* Stated problem 1
Put the lines of the listing from the line containing "the white basketball" through the line containing "(1020, 967)" into a JSON list of strings, one string per line, with blank lines left out.

* Reading passage
[BEGIN]

The answer requires more than transcription. It requires engineering metadata pipelines that are system-aware, and automation-ready.
The Metadata Challenge at Ingest
Ingest workflows today must accommodate a wide range of formats and signal types, from SDI and SRT to ST 2110 and file-based delivery. These inputs often arrive without standardized metadata, or worse, with metadata that is incompatible with the production environment it’s entering.
When your production, editorial or asset management system can’t interpret this metadata, assets become invisible. They might be present on shared storage or in a database, but they are effectively inaccessible to your colleagues who rely on search, tags, and categorization to do their work.
This isn’t just a usability issue; It is a systemic bottleneck—one that leads to duplicating efforts, unnecessary storage bloat, and unused assets. The manual update of metadata can be a drag on the creative process, and the big downside, loss of monetization opportunities around unused assets.
The Real World is a Mix of Logos
Consider a media operation where the editorial team builds long-form stories in Avid Media Composer, the digital publishing team uses iconik for clipping and social content, and leadership is planning a move to a cloud-native MAM like Mimir. Without metadata interoperability, these systems operate as isolated silos.
Engineers in this environment face several challenges:
- How do you normalize metadata formats across systems with different schemas?
- How do you automate tagging without exposing sensitive data to external AI services?
How do you build a metadata layer that can persist across platform migrations?
Solving these problems starts at ingest. When metadata is created during ingest using a controlled, customizable AI engine, it becomes possible to prepopulate editorial and asset management systems with structured, validated, and consistent metadata.
Privacy Please
Security and privacy is paramount for every professional media company. They want on-premise, media-specific AI engines that can generate multiple types of text-based metadata such as:
- Transcripts for full-text indexing and search
- Sub-clip summaries for segment-level context
- File-level summaries for cataloging and archive tagging
- Sentiment tags for editorial filtering
Keyword Extraction for Named Entities and Events
Because the AI runs entirely within the local infrastructure, there is no need for cloud access, no exposure of sensitive content, and no unpredictable usage-based costs. The output can be formatted to match the ingest requirements of your system without risk of your data being scanned or used to train public data sets.
The result is an ingest workflow that not only delivers transcoded media, but a complete metadata envelope with zero risk that is ready for immediate use across platforms.

[END]

* Exercise material
[BEGIN]

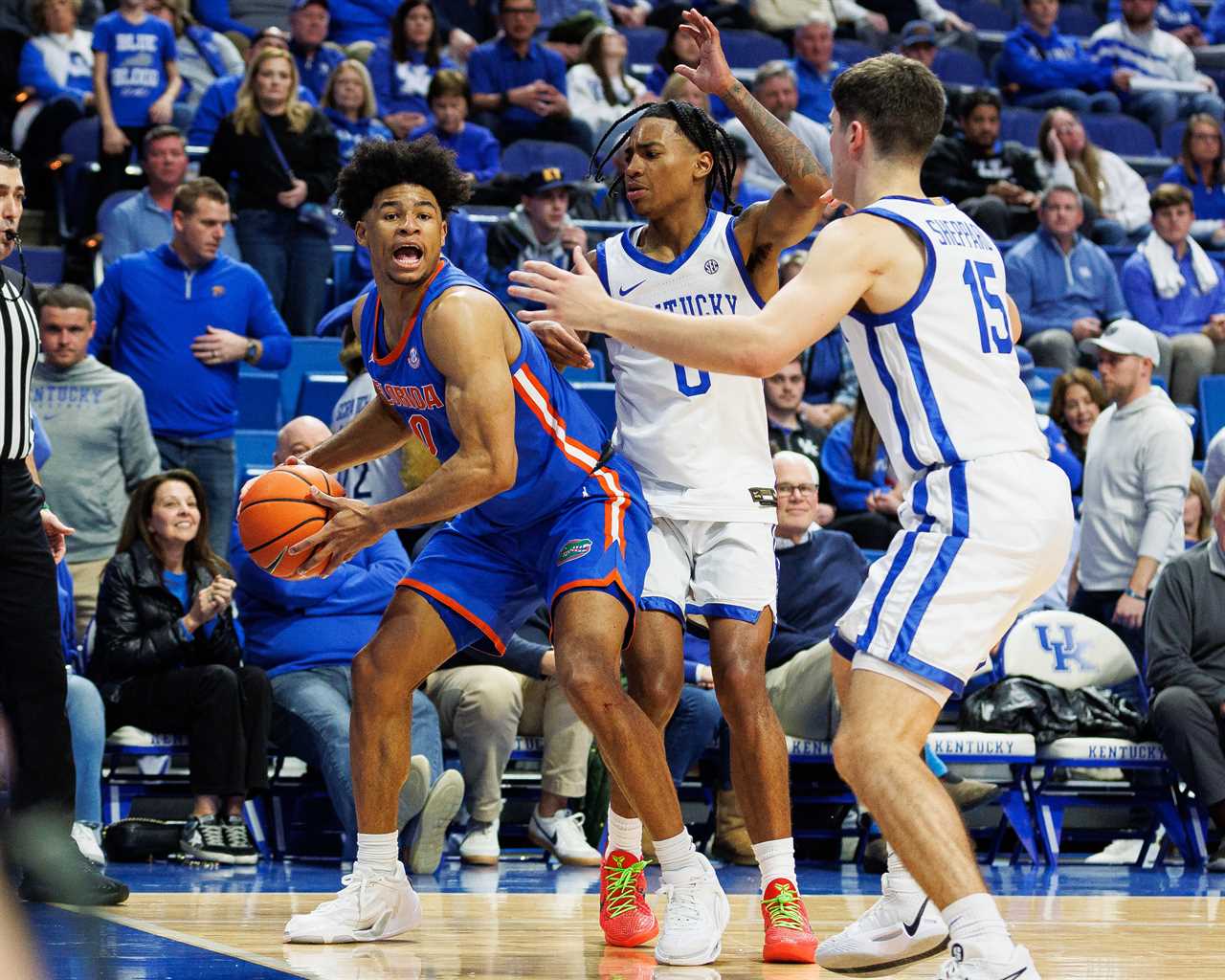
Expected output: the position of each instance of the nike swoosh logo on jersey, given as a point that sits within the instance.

[END]
[BEGIN]

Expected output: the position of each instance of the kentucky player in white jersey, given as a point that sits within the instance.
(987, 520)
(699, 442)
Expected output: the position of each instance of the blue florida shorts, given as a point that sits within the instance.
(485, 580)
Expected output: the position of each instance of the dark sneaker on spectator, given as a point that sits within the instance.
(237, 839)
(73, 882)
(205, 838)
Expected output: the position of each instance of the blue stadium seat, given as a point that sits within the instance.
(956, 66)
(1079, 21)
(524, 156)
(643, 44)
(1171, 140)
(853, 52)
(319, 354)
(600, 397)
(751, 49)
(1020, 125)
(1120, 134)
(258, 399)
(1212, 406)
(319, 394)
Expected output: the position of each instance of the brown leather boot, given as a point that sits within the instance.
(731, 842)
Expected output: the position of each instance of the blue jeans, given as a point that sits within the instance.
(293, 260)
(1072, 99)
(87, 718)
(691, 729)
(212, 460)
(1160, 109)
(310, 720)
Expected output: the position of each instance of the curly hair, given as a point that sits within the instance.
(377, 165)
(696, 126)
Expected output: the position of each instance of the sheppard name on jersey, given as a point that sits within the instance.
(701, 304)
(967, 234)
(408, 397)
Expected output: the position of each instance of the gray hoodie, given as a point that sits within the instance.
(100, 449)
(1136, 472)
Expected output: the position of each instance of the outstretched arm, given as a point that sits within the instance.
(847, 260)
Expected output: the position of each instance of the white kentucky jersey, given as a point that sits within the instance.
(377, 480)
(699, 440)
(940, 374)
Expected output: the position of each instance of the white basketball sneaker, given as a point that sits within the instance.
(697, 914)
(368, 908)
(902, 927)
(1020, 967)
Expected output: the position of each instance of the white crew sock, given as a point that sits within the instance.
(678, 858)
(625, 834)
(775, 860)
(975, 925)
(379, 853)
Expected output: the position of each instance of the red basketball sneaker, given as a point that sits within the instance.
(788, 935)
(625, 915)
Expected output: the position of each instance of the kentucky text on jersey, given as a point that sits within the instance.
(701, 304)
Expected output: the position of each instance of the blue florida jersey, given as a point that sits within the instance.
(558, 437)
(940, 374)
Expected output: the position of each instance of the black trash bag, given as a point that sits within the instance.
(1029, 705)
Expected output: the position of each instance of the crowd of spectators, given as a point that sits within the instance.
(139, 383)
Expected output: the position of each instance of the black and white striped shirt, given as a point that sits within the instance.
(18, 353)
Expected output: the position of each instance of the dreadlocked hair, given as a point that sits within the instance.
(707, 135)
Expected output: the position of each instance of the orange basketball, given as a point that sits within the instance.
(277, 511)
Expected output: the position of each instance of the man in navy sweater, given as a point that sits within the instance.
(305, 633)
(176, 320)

[END]
[BEGIN]

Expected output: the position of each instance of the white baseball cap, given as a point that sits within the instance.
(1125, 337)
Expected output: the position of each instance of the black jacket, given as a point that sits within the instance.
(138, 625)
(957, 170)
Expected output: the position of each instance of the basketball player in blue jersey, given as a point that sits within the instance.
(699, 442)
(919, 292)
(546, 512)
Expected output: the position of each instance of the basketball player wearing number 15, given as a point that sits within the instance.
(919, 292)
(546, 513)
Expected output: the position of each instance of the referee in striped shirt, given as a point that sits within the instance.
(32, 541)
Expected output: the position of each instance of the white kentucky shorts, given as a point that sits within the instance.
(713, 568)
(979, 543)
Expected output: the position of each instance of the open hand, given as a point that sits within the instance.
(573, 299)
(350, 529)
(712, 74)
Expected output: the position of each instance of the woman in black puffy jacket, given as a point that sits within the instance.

[END]

* Stated problem 2
Decide whether each statement agrees with the passage on metadata at ingest. Answer yes or no and quote the words that settle it. (a) The AI engine described runs in the cloud. (b) In the example media operation, the editorial team builds long-form stories in Avid Media Composer. (c) Sentiment tags are listed as serving editorial filtering.

* Complete response 1
[
  "Expected output: the position of each instance of the white basketball sneaker, given as a point that sits within the instance.",
  "(697, 914)",
  "(368, 908)",
  "(902, 927)",
  "(1020, 967)"
]

* Complete response 2
(a) No: "Because the AI runs entirely within the local infrastructure, there is no need for cloud access"
(b) Yes: "the editorial team builds long-form stories in Avid Media Composer"
(c) Yes: "Sentiment tags for editorial filtering"